Extracted material =>
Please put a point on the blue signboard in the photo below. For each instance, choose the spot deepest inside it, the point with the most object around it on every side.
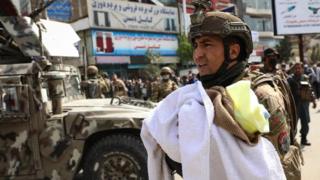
(60, 10)
(133, 43)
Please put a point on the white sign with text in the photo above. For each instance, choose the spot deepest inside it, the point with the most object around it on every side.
(297, 16)
(132, 16)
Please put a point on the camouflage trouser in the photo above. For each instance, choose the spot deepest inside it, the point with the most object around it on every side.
(304, 116)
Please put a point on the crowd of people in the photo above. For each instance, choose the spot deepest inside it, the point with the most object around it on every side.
(100, 85)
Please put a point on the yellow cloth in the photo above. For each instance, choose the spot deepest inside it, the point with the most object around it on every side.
(249, 113)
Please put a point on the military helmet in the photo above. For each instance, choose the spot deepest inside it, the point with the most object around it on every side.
(271, 52)
(221, 24)
(92, 70)
(165, 70)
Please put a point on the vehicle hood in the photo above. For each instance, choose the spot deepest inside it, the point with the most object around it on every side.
(103, 108)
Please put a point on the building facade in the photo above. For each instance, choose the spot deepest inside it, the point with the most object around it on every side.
(258, 15)
(119, 36)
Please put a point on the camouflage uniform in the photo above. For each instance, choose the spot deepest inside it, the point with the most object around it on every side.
(303, 95)
(232, 29)
(164, 87)
(94, 87)
(118, 87)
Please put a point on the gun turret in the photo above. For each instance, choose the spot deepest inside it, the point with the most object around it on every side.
(37, 11)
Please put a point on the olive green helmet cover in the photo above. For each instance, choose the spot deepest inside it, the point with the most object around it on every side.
(221, 24)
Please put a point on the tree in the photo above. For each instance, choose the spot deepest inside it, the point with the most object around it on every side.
(184, 50)
(284, 48)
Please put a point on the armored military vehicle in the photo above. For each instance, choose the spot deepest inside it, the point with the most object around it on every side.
(47, 129)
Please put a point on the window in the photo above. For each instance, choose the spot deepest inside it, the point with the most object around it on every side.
(14, 99)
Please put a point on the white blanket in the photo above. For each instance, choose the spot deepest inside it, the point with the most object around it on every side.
(182, 127)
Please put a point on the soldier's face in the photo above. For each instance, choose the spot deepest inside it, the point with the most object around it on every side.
(298, 69)
(208, 54)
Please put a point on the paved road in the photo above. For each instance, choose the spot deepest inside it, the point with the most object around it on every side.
(311, 169)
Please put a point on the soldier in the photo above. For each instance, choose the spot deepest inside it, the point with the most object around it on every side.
(108, 92)
(222, 44)
(95, 86)
(303, 95)
(118, 86)
(166, 85)
(270, 60)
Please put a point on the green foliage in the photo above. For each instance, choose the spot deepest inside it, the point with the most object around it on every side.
(284, 49)
(152, 57)
(184, 50)
(315, 54)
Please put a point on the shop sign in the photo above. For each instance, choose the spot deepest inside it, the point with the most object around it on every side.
(296, 16)
(132, 16)
(133, 43)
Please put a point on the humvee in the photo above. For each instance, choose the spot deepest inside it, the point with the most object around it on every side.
(48, 130)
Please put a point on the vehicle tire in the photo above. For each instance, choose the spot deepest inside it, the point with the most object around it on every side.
(116, 157)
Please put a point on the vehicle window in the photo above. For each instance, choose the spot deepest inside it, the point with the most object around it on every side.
(14, 99)
(72, 84)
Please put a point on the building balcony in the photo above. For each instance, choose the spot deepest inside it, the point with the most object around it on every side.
(258, 12)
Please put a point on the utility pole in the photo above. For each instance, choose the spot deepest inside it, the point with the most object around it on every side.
(184, 7)
(301, 53)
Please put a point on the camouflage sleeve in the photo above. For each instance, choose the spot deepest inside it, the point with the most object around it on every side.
(154, 93)
(174, 86)
(279, 133)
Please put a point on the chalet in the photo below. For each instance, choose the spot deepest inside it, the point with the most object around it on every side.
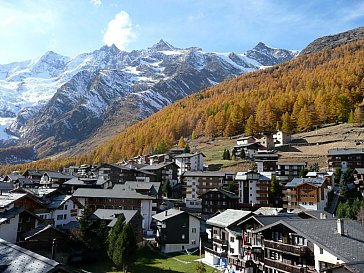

Task prompt => Output each line exactly as shown above; no pictures go in the copy.

Exercise answer =>
Please put a point on the blue signboard in the photo below. For each instance, choose the spot deepest inside it, the point with the most object around it on every side.
(60, 10)
(133, 43)
Please put a point on the white sign with text in the photo above. For each instance, choose the spot deepest inside it, the point with the most object around it on every side.
(297, 16)
(132, 16)
Please put a point on the camouflage trouser in the photo above. For each instance, choose the spot deepest inside it, the point with the most object around it on every side.
(304, 116)
Please put a point on the crowd of people in the photo above. For each instance, choose the spot deepest inside it, the point with the most object around it on every side.
(100, 85)
Please put a point on the yellow cloth in the photo above. For each instance, choose the spot deepest inside it, the point with the most object around it on every side.
(249, 113)
Please put a point on the military helmet in the photo above. For each instance, choose the spot deepest inside it, the point with the most object around it on every side.
(271, 52)
(221, 24)
(92, 70)
(165, 70)
Please put a point on the vehicle hood in the photo above. For each instance, choose the spot deepest inside it, the point with the most object around it on every side.
(103, 108)
Please put a point on the building facade in the photo above. For each instance, choose the spot deepest inside it, the point with the most object around it on every side.
(258, 15)
(119, 36)
Please put a point on the camouflage uniform in the photo above. For each instance, choose the spot deepest inside it, the point with the most object around it on every side.
(303, 95)
(232, 29)
(164, 87)
(94, 87)
(118, 87)
Please put a point on the gun turret in the photo above. For each instance, choose the spot deepest inside it, the point with the most object around it on every side.
(37, 11)
Please put a point on the olive green helmet cover in the photo above. For each instance, choose the spot deepest inside it, the point with the most object around it on every side.
(221, 24)
Please put a point on the tree in the photo above. For each instance, choose the spot deepest inside it, the point with the most object around it on every side.
(184, 50)
(284, 48)
Please put a point on the armored military vehicle in the photo above. For each instance, choose the spot deepest inside it, the point with the most object around it on every side.
(47, 129)
Please put a point on the window in the photo above. For each instance, choose the spot deepest inside it, the point with the most object around it on every side.
(14, 99)
Please put a point on the white blanket in the photo above. For each instance, choose the spot deepest inside it, the point with the most object around it on every side.
(182, 127)
Please put a point on the soldier's face in the photo above. For each instance, choose the spot deepest inside it, the point with the most object around it on every side.
(298, 69)
(208, 54)
Please put a point on the paved road in the photo above. For each instance, choose the spot deepest inside it, the point with the most object around it on every side.
(311, 169)
Please put a point on the soldier in the photo above. For each instance, choose the spot deepest inside it, the point with the most object around it on every side.
(108, 92)
(222, 44)
(95, 86)
(303, 95)
(118, 86)
(166, 85)
(270, 60)
Please put a point on the green foliage in the photo above. For each instance, choose the spot deepest inside it, the point with the most object around it on every side.
(284, 49)
(152, 57)
(184, 50)
(315, 54)
Please put a point on the shop sign in the photo above. For each instance, choose the spot deepest inside it, the point with the most object around it on every side.
(296, 16)
(132, 16)
(133, 43)
Please put a point on the humvee in the photo above. For each instance, choose the spot deepest inside it, the point with the most object around it on every side.
(48, 130)
Please put a point on the vehicle tire in the photo above. For each instance, choose the spot deepest inside it, the point with the most object around it on every side.
(116, 157)
Please put a point on the vehicle window in the photo above. For each instance, choose the spot deepest inside it, the point with the most object around it on every side.
(14, 99)
(72, 84)
Please put a point on the building balcony in the photo above. For each instance, choose the spot deepest inside it, the point with the most object around it on every side.
(258, 12)
Please put a point on the utility pole in the photo above. For each instance, choose the spot deepest inside it, the point with the most object around it on every side.
(184, 7)
(301, 53)
Please put a point on the camouflage sleeve in the photo above. For each instance, choose the spot deepest inside it, the point with the most object around it on every side.
(154, 93)
(174, 86)
(279, 133)
Please put a point on the chalet in the photo below. For each instance, choose the spot deepest inside it, the point with the most object around it on every side.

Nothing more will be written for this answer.